### Data shown
********************

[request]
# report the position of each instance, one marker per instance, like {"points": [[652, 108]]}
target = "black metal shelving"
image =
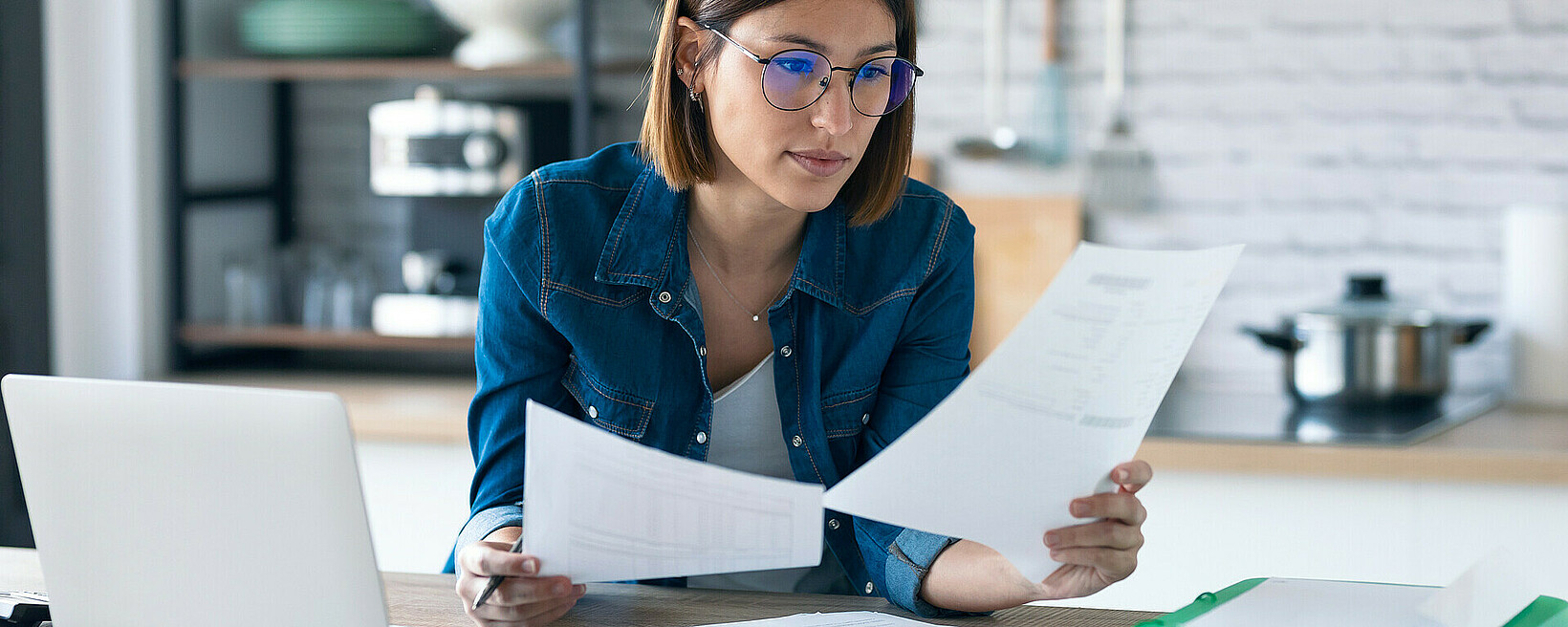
{"points": [[283, 76]]}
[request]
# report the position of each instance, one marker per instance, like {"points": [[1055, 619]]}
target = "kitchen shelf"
{"points": [[431, 68], [287, 335]]}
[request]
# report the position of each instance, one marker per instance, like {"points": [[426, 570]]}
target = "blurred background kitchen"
{"points": [[291, 191]]}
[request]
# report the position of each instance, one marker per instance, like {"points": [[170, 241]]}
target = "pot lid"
{"points": [[1367, 301]]}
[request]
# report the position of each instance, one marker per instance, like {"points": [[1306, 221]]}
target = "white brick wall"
{"points": [[1328, 135]]}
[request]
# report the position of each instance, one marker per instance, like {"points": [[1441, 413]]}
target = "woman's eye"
{"points": [[874, 73], [794, 66]]}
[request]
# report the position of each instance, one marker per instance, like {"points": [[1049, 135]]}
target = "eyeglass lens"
{"points": [[795, 78]]}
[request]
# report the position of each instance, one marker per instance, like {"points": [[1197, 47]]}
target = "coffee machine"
{"points": [[450, 161]]}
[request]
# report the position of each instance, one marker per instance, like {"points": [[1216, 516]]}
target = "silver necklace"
{"points": [[756, 315]]}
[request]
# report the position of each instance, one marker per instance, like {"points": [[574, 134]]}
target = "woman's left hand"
{"points": [[1102, 552]]}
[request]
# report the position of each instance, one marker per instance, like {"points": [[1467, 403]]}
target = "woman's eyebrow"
{"points": [[814, 44]]}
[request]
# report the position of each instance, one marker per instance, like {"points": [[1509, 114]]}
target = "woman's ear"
{"points": [[688, 43]]}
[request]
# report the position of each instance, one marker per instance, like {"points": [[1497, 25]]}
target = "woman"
{"points": [[825, 309]]}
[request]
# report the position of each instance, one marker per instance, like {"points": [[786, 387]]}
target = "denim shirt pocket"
{"points": [[845, 414], [615, 411]]}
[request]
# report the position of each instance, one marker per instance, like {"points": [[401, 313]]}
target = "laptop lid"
{"points": [[162, 504]]}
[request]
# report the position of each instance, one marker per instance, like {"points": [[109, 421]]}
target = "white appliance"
{"points": [[165, 504], [435, 146]]}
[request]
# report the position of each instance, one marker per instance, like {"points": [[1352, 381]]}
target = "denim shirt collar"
{"points": [[646, 247]]}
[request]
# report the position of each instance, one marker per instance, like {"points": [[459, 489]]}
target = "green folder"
{"points": [[1545, 612]]}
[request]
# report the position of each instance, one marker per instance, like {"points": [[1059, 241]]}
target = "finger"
{"points": [[483, 558], [1120, 507], [1104, 533], [1132, 475], [532, 590], [1114, 565]]}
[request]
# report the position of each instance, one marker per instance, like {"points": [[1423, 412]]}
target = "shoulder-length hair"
{"points": [[675, 134]]}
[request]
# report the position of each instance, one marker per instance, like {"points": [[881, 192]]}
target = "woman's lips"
{"points": [[820, 166]]}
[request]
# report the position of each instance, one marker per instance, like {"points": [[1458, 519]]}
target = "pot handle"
{"points": [[1467, 333], [1275, 339]]}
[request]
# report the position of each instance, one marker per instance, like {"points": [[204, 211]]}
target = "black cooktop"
{"points": [[1275, 418]]}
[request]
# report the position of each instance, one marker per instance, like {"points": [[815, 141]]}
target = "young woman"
{"points": [[753, 284]]}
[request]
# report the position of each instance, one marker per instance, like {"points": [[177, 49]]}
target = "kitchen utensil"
{"points": [[1120, 169], [1369, 350], [1049, 143], [1002, 140], [504, 32]]}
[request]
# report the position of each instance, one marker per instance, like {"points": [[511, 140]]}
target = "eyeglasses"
{"points": [[796, 78]]}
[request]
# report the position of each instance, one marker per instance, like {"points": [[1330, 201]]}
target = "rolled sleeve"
{"points": [[488, 521]]}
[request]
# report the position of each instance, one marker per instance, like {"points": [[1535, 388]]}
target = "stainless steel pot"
{"points": [[1369, 350]]}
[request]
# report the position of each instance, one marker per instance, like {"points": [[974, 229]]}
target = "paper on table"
{"points": [[832, 619], [1067, 397], [1297, 602], [1490, 593], [599, 508]]}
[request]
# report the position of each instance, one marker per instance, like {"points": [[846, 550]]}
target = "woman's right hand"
{"points": [[522, 597]]}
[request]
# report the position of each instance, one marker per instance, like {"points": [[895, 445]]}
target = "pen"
{"points": [[490, 588]]}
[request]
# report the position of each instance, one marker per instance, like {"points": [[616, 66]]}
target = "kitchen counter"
{"points": [[1504, 445]]}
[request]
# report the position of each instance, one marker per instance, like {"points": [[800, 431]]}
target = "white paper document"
{"points": [[1067, 397], [599, 508], [1053, 409], [832, 619], [1496, 588], [1298, 602]]}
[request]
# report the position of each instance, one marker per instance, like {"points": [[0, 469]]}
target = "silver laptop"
{"points": [[161, 504]]}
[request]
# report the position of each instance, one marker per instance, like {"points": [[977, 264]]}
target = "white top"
{"points": [[749, 435]]}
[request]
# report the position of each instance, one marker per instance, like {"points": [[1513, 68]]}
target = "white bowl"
{"points": [[504, 32]]}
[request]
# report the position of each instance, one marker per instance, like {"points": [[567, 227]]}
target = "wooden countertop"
{"points": [[1504, 445], [426, 600]]}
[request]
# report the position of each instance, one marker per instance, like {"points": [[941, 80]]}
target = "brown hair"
{"points": [[676, 137]]}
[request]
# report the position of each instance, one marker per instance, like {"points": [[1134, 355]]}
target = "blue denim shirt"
{"points": [[582, 308]]}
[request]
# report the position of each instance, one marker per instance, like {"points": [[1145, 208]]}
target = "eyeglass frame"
{"points": [[832, 68]]}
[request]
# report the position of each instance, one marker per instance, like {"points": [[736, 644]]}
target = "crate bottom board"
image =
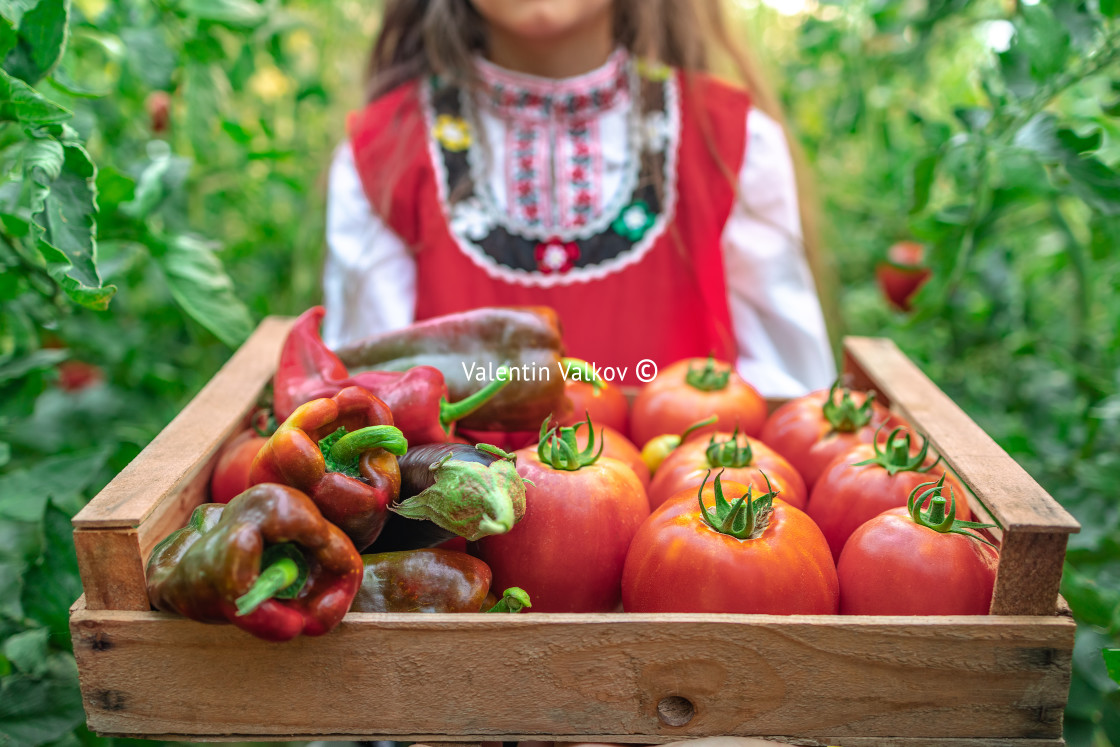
{"points": [[485, 677]]}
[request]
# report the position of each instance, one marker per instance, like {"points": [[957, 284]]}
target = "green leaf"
{"points": [[1043, 39], [35, 361], [1112, 663], [238, 13], [35, 711], [68, 242], [922, 181], [21, 103], [62, 478], [1079, 143], [53, 584], [28, 651], [42, 40], [203, 289]]}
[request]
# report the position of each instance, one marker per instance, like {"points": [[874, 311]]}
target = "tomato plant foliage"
{"points": [[161, 167]]}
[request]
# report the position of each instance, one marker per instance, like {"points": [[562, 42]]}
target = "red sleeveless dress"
{"points": [[643, 279]]}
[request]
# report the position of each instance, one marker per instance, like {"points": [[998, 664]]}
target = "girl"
{"points": [[576, 153]]}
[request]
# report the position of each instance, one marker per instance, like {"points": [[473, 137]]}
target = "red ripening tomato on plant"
{"points": [[814, 429], [581, 511], [590, 395], [700, 552], [740, 458], [905, 562], [692, 389], [903, 273], [868, 479]]}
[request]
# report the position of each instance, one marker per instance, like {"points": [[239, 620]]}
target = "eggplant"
{"points": [[453, 489]]}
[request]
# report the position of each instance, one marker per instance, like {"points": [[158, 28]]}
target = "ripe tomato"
{"points": [[231, 474], [814, 429], [902, 273], [742, 458], [868, 479], [903, 562], [692, 389], [581, 512], [590, 395], [617, 446], [680, 562]]}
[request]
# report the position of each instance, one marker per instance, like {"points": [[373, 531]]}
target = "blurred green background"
{"points": [[986, 130]]}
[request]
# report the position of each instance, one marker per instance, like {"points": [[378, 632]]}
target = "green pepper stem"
{"points": [[278, 578], [513, 600], [390, 438], [451, 411]]}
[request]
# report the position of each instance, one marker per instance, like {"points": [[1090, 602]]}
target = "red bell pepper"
{"points": [[418, 397], [341, 451]]}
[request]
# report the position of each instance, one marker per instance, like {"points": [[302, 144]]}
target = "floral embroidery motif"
{"points": [[556, 257], [634, 221], [453, 132], [469, 220]]}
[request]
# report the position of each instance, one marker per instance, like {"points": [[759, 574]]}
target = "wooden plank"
{"points": [[1008, 492], [111, 569], [578, 677], [188, 444], [1029, 573]]}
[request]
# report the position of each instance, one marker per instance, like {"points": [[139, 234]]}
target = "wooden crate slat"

********************

Each line of the entries above that contains "crate" is to be copied.

### Your response
target = "crate bottom board"
target = "wooden crate slat"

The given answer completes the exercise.